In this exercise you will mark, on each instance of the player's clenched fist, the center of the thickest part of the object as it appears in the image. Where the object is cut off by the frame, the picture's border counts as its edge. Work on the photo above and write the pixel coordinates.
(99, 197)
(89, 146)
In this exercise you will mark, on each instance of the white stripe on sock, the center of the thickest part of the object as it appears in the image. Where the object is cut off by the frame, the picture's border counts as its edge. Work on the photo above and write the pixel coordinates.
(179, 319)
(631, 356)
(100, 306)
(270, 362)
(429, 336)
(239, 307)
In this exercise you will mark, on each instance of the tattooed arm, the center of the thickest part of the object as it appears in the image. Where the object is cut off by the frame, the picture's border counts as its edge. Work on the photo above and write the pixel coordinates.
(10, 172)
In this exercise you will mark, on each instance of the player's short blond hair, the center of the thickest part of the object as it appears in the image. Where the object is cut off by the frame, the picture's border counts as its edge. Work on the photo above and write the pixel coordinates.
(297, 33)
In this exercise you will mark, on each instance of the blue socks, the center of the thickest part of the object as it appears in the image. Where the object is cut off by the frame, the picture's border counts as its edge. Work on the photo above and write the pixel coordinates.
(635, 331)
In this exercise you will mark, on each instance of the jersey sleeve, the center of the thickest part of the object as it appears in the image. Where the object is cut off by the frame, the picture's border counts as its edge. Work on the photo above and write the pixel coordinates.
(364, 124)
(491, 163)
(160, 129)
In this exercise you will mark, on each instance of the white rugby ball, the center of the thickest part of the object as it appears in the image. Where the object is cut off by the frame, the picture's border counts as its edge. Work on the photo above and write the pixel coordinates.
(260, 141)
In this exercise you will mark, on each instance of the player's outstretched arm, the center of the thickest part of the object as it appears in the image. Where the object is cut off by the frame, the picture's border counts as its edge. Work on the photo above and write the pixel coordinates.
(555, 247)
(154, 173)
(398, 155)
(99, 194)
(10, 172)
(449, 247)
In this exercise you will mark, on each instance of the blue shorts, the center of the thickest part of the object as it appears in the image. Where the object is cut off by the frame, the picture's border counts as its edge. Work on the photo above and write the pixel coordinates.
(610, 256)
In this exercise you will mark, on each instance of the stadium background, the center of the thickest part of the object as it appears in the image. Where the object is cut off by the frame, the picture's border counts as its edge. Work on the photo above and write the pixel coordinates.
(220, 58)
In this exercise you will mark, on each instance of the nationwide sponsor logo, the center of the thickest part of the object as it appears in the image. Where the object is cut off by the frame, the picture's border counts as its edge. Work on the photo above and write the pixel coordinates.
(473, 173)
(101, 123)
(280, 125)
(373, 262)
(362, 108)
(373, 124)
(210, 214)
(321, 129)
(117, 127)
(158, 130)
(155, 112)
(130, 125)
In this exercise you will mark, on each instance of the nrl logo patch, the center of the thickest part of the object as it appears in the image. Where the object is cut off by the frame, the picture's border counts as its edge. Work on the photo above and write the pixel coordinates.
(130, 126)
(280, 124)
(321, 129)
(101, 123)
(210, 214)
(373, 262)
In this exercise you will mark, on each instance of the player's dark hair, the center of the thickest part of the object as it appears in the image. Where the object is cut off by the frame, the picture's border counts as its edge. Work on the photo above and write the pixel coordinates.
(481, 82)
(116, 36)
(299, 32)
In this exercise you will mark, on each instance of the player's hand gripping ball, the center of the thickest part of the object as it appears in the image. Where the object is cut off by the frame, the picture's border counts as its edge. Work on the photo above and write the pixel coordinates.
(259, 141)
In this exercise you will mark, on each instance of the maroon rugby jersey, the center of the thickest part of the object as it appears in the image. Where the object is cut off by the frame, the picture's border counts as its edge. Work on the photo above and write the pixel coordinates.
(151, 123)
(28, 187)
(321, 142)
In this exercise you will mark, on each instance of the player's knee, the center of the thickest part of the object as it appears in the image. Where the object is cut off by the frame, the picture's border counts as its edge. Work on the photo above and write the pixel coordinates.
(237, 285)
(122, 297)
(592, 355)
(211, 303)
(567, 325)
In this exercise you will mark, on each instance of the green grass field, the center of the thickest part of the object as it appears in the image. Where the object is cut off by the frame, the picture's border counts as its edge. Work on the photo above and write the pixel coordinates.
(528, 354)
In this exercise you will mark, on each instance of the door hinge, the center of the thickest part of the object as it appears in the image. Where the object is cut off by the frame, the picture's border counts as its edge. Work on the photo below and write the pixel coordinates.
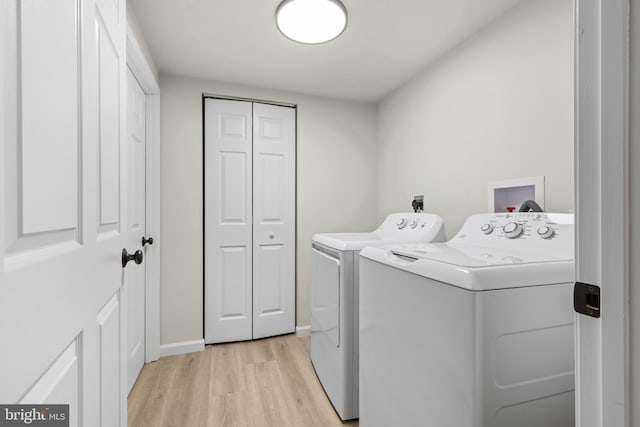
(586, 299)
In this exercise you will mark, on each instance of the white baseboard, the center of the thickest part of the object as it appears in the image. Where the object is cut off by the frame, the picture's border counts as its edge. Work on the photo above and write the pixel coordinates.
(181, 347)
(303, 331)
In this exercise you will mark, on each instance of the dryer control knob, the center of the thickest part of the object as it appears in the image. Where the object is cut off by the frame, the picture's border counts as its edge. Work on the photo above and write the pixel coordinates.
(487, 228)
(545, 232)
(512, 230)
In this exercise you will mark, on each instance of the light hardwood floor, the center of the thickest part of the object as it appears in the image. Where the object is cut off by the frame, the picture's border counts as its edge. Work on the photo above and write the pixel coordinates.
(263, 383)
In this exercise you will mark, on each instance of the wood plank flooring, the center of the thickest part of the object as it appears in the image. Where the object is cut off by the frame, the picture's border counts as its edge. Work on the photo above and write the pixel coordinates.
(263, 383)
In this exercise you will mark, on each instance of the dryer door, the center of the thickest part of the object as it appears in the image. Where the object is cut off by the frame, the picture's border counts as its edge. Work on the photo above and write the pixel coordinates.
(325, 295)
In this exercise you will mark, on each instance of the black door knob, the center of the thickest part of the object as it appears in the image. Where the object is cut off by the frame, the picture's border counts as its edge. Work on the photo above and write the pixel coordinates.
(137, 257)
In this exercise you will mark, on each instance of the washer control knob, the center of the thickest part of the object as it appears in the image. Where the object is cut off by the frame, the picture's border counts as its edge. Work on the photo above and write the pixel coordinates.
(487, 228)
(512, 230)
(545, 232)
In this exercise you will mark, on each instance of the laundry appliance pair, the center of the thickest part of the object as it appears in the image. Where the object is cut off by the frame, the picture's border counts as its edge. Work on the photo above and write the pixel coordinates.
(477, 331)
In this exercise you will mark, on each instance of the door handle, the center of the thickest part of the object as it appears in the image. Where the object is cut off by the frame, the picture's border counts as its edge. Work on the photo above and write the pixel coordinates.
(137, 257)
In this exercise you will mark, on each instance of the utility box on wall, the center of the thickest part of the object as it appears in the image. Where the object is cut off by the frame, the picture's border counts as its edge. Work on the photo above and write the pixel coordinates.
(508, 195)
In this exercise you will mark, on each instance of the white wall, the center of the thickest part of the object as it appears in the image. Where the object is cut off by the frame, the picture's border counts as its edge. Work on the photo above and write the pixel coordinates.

######

What the exercise asks: A precise copy of each record, with the images removed, should be output.

Response to this exercise:
In this exercise you will mark, on each instance of the player's clenched fist, the center of the thickest part of the object as it appears in the image. Where the object is cut off by the frame, the picture's border counts as its edge. Work on the photo above and write the pixel coordinates.
(99, 197)
(89, 146)
In this exercise you will mark, on each instance of the white stripe on sock, the center of the thickest part of the object as it appears in the image. Where the object is cut off by the frame, the picture's border counts as its edge. Work on the photo above and write the pixel coordinates.
(179, 319)
(631, 356)
(100, 306)
(270, 362)
(429, 336)
(239, 307)
In this exercise you will mark, on each instance of the tattooed arm, the center of the thickest part of the object as it appears in the image. Where the object is cut off by the frame, the picture's border counts as its edge. Work on the photo above and write the pixel coordinates.
(10, 172)
In this exercise you will mark, on each instance of the player's short blond hair, the center of the thickest part of the object as it appears in the image. Where the object is cut off by the frame, the picture's border counts as its edge. Work on the photo above and write the pixel coordinates.
(297, 33)
In this exercise you will mark, on each instance of the blue socks, the center of the thickest part of the object as it appears in the image. Where the object is cut off by the frame, the picture's border counts as its edge. Work on the photo above and write the pixel coordinates.
(635, 331)
In this exercise you will mark, on each instance of the jersey sleeve, the center of the thickest part of the object as it appears in the image. Where the object is cut off by the frame, the picture's border counts as its edge. Work on the photo above and write the pixel coordinates.
(364, 124)
(491, 163)
(160, 129)
In this exercise you will mark, on each instance of the white rugby ball, the center of the thickest part of the object as it appears in the image. Where the object is cut off by the frame, the picture's border counts as its edge. Work on the photo above and write the pixel coordinates.
(260, 141)
In this exercise you will mark, on each instance of the player's outstretched arm, the center of the thickest part of the object as it appears in the image. Where the object is cut off by the frame, the picture's border counts as its edge. Work on the photo above and write the pixel coordinates.
(555, 247)
(154, 173)
(398, 155)
(99, 194)
(10, 172)
(449, 247)
In this exercise you will mark, on each instance of the blue shorts, the center of the thickest part of the object as it appears in the image. Where the object is cut off by the frame, the picture's border counts as its edge. Work on the photo above and write the pixel coordinates.
(610, 256)
In this exercise you will mark, on each instance of the stadium background, the center of the thickest part of the object as it appears in the image. Where the object is cut off by the frame, the picture's border counts as its edge. Work on the photo above and write the pixel coordinates.
(220, 58)
In this exercise you will mark, on each instance of the nationwide sponsor logo, the center of the thickest part of the object as it appears in the image. Where the object is cut off by the frame, the picture's border counts as its edge. Work on the photo above and write the pixel coordinates.
(473, 173)
(101, 123)
(280, 125)
(373, 262)
(362, 108)
(373, 124)
(210, 214)
(321, 129)
(117, 127)
(158, 130)
(155, 112)
(130, 125)
In this exercise you will mark, on each instance of the nrl logo patch, the center of the thickest part of the object as it appears in the image. Where the object is cut off by the frame, the picture's border counts as its edge. Work on the photo above and write the pixel coordinates.
(130, 126)
(280, 124)
(321, 129)
(101, 123)
(210, 214)
(373, 262)
In this exercise you will mark, on each instance of the player's dark hair, the center of the thickest part of the object as it appears in the image. Where the object is cut off by the frame, the picture's border counts as its edge. Work on the photo above and write the pixel coordinates.
(481, 82)
(116, 36)
(299, 32)
In this exercise you will mark, on each instance of the player's hand gripping ball, the center of the thickest part of the object as it appears in the image. Where the object is cut off by the frame, the picture's border counts as its edge. Work on the photo above and write the pixel coordinates.
(259, 141)
In this exercise you will mark, on each instance of the maroon rugby jersey, the center of the thickest part of the object as it appears in the image. Where the object is cut off by the frame, the picture's border counts as its edge. Work on the photo above and write the pixel coordinates.
(151, 123)
(28, 187)
(321, 142)
In this exercise you will mark, on each instance of the player's knee, the center of the thickest part of the object as it appears in the image. Where the object is cut off by the frame, the picture's border counts as its edge. Work on the photo above and write the pixel coordinates.
(237, 285)
(122, 297)
(592, 355)
(211, 303)
(567, 325)
In this exercise you will mark, on each instance of the green grass field, the center of the thickest part of the object as it appears in the image. Where the object is cut off by the frame, the picture's border counts as its edge. Work on the photo above and write the pixel coordinates.
(528, 354)
In this exercise you will mark, on each instance of the door hinge, the center of the thickest part of the object as it appears in the image. Where the object is cut off by the frame, the picture's border counts as its edge. Work on the photo below and write the pixel coordinates.
(586, 299)
In this exercise you will mark, on each instance of the white baseboard, the center of the thickest part of the object as it appears in the image. Where the object is cut off by the frame, the picture's border counts as its edge. Work on the photo above and write the pixel coordinates.
(181, 347)
(303, 331)
In this exercise you will mark, on each instance of the dryer control knob, the center of the thickest part of the object as it appears in the image. Where the object is cut off by the frame, the picture's border counts as its edge. Work on the photo above and write the pixel coordinates.
(487, 228)
(545, 232)
(512, 230)
In this exercise you will mark, on each instance of the light hardwood floor, the center of the thickest part of the object as it appears in the image. Where the object is cut off by the frame, the picture's border counts as its edge. Work on the photo above and write the pixel coordinates.
(263, 383)
In this exercise you will mark, on each instance of the wood plank flooring, the center of the thickest part of the object as it appears in the image. Where the object is cut off by the frame, the picture's border counts as its edge. Work on the photo above and write the pixel coordinates.
(263, 383)
In this exercise you will mark, on each instance of the dryer door, the center of the thickest part of the object as it appears in the image. Where the object is cut off by the frame, the picture's border counts as its edge. Work on the photo above and write the pixel coordinates.
(325, 295)
In this exercise you will mark, on each instance of the black door knob, the center of the thickest part of the object as it appears in the image. Where the object is cut off by the frame, the picture's border counts as its edge. Work on the photo above and write the pixel coordinates.
(137, 257)
In this exercise you will mark, on each instance of the washer control knob, the center of the thickest part of the object as it appears in the image. Where the object is cut off by the frame, the picture's border counts as its edge. Work on the photo above and write the pixel coordinates.
(487, 228)
(512, 230)
(545, 232)
In this exercise you will mark, on each instance of the laundry appliance pair, the center of the thickest part of the object as it appears in the image. Where the object is cut off by the frame, the picture's border counts as its edge. Work on the photo above and write the pixel coordinates.
(477, 331)
In this exercise you will mark, on each instance of the door handle, the center of the thickest part of the object as it appears in the image. Where the object is cut off by the frame, the picture's border counts as its edge. Work on the photo above and write the pixel coordinates.
(137, 257)
In this exercise you will mark, on each instance of the utility box on wall, the center of the thickest part of the object as it appears in the image. Where the object is cut off by the frame, the picture's border counts as its edge. Work on the photo above and write the pixel coordinates.
(508, 195)
In this exercise you will mark, on each instance of the white wall, the center of the thickest part of the object as it appears in the image. Where the object is cut off by the frame, the picture's border counts as its edge. Work on the photo above and write the pixel coordinates.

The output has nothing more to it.